- **Exercise instructions**: Would you return every entry, exactly as it is written?

########################################

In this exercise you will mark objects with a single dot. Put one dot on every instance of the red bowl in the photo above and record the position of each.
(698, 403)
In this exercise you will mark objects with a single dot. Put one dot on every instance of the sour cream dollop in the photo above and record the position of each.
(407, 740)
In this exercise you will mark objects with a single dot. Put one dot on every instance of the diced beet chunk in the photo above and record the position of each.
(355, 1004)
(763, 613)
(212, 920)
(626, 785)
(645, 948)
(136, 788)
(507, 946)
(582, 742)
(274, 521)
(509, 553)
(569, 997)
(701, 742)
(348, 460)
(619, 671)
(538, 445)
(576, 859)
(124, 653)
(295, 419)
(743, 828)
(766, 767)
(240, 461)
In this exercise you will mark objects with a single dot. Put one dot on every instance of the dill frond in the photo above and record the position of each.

########################################

- **Completed exercise**:
In this exercise you will mark objects with a single dot. Put one dot on every instance of the red bowl in the photo above and record the position of each.
(698, 403)
In this exercise you will mark objects with a single dot. Put one dot on every instance of the sour cream dollop in the photo above and record the position of each.
(407, 740)
In this exercise you will mark objects with a single dot. Put one dot on every instance of the diced beet chunk in the photo above and record the position of each.
(355, 1004)
(763, 613)
(212, 920)
(626, 785)
(645, 948)
(136, 788)
(507, 946)
(582, 742)
(274, 521)
(509, 553)
(569, 997)
(701, 742)
(348, 460)
(619, 671)
(538, 445)
(576, 859)
(124, 653)
(295, 419)
(743, 828)
(766, 767)
(240, 461)
In this exercise you will mark objects with a single dot. Put one dot on every instance of the dill frond in the photo above and record the position of each.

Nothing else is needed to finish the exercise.